> **How to complete this task**
Give every line below again, exactly.
=-=-=-=-=
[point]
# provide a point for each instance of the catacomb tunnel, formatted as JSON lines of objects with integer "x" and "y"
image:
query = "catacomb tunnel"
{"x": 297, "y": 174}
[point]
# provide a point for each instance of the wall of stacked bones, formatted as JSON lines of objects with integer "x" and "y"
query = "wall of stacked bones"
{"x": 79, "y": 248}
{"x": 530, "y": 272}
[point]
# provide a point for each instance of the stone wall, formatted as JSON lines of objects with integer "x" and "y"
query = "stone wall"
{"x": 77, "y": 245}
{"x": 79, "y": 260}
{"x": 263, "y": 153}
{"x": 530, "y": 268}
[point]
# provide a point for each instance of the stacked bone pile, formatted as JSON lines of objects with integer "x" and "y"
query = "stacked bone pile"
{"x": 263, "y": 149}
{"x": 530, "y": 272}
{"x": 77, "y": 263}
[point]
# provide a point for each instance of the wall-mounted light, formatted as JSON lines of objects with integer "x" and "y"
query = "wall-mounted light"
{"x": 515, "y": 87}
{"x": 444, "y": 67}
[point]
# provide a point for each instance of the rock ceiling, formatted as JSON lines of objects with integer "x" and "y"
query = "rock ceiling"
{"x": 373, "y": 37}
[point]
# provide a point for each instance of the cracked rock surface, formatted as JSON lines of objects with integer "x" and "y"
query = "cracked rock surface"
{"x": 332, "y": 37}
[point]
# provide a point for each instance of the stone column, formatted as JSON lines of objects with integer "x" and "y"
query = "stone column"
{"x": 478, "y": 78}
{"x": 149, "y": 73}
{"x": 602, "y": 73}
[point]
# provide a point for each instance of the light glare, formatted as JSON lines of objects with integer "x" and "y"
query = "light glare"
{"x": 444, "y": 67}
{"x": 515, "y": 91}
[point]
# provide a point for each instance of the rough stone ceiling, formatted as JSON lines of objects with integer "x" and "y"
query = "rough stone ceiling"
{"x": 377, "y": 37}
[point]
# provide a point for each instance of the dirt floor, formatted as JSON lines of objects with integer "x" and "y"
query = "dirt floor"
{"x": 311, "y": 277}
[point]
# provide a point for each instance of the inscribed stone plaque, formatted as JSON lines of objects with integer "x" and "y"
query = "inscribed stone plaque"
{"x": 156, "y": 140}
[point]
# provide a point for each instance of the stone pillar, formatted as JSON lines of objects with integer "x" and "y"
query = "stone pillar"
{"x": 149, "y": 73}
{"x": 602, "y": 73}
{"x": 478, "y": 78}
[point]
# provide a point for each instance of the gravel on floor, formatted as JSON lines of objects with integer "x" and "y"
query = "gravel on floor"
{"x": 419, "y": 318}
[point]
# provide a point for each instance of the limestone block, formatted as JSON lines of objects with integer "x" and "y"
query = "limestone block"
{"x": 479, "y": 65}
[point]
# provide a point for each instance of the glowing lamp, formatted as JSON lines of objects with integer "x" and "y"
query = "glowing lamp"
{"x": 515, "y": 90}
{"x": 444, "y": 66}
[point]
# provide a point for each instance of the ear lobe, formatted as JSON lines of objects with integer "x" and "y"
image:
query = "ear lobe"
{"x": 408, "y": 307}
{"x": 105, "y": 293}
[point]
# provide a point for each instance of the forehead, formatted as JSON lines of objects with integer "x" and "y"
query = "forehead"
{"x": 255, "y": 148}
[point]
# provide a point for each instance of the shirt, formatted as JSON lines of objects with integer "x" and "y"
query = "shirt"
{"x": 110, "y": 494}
=-=-=-=-=
> **Exercise output**
[point]
# provide a point for each instance of the catacomb tunnel, formatted as JSON lines of objects with integer "x" and "y"
image:
query = "catacomb tunnel"
{"x": 297, "y": 174}
[point]
# provide a point for each instance of the wall of stacked bones, formatted as JSON lines of objects with integer "x" and "y"
query = "wall of stacked bones"
{"x": 79, "y": 248}
{"x": 530, "y": 272}
[point]
# provide a point for each instance of the stone wall, formatted as JSON lines of objects with integer "x" and "y"
query = "stone wall"
{"x": 77, "y": 245}
{"x": 79, "y": 260}
{"x": 263, "y": 153}
{"x": 530, "y": 268}
[point]
# provide a point for each instance of the stacked bone pile, formatted as JSON lines of objects with integer "x" and "y"
query = "stacked bone pile"
{"x": 263, "y": 149}
{"x": 530, "y": 272}
{"x": 77, "y": 263}
[point]
# provide a point for each instance of the wall-mounted light, formatted as JSON lines of objects with integer "x" and "y"
query = "wall-mounted light"
{"x": 515, "y": 87}
{"x": 444, "y": 67}
[point]
# provide a point for each instance of the rock ceiling, formatted as JSON lines of objects with integer "x" and "y"
query = "rock ceiling"
{"x": 373, "y": 37}
[point]
# provide a point for each instance of the cracked rock surface, formatted as JSON lines of objects with integer "x" and "y"
query = "cracked rock surface"
{"x": 332, "y": 37}
[point]
# provide a point for each instance of the stone column, formatted as JSON lines of objects with integer "x" and "y"
query = "stone column"
{"x": 478, "y": 78}
{"x": 149, "y": 73}
{"x": 602, "y": 73}
[point]
# provide a point for each instance of the light glare, formatted as JSON lines of objects with integer "x" and "y"
query = "light glare"
{"x": 444, "y": 67}
{"x": 515, "y": 91}
[point]
# provide a point for each instance of the rough stone ceiling, formatted as JSON lines of objects with integer "x" and "y"
query = "rough stone ceiling"
{"x": 377, "y": 37}
[point]
# provide a point for each instance of the dirt floor, formatted as JSON lines of objects with integer "x" and "y"
query = "dirt floor"
{"x": 311, "y": 277}
[point]
# provide a point for each instance of the inscribed stone plaque, formatted as JSON lines of objects with integer "x" and "y"
query = "inscribed stone plaque"
{"x": 156, "y": 140}
[point]
# provide a point for each instance of the stone pillar, formatted as JSON lines of objects with integer "x" and "y"
query = "stone pillar"
{"x": 149, "y": 73}
{"x": 602, "y": 73}
{"x": 478, "y": 78}
[point]
# provide a point for each instance of the gravel on floor, formatted as JSON lines of objects with integer "x" and "y"
query = "gravel on floor"
{"x": 419, "y": 318}
[point]
# provide a point for each instance of the limestone block, formatted as JSON lines of objects with integer "x" and "y"
query = "limestone block"
{"x": 479, "y": 65}
[point]
# provide a point for each instance of the glowing lamp, formatted as JSON lines of objects with integer "x" and "y"
query = "glowing lamp"
{"x": 515, "y": 90}
{"x": 444, "y": 66}
[point]
# provide a point for each instance of the ear lobe, formatted as JSON lines of objects with integer "x" and "y"
image:
query = "ear lobe"
{"x": 408, "y": 307}
{"x": 105, "y": 293}
[point]
# provide a point for each instance of the forehead, formatted as JSON lines of objects with integer "x" and "y"
query = "forehead"
{"x": 255, "y": 148}
[point]
# provide a point for each instance of the shirt, formatted as JSON lines of objects with integer "x" and "y"
query = "shirt"
{"x": 110, "y": 494}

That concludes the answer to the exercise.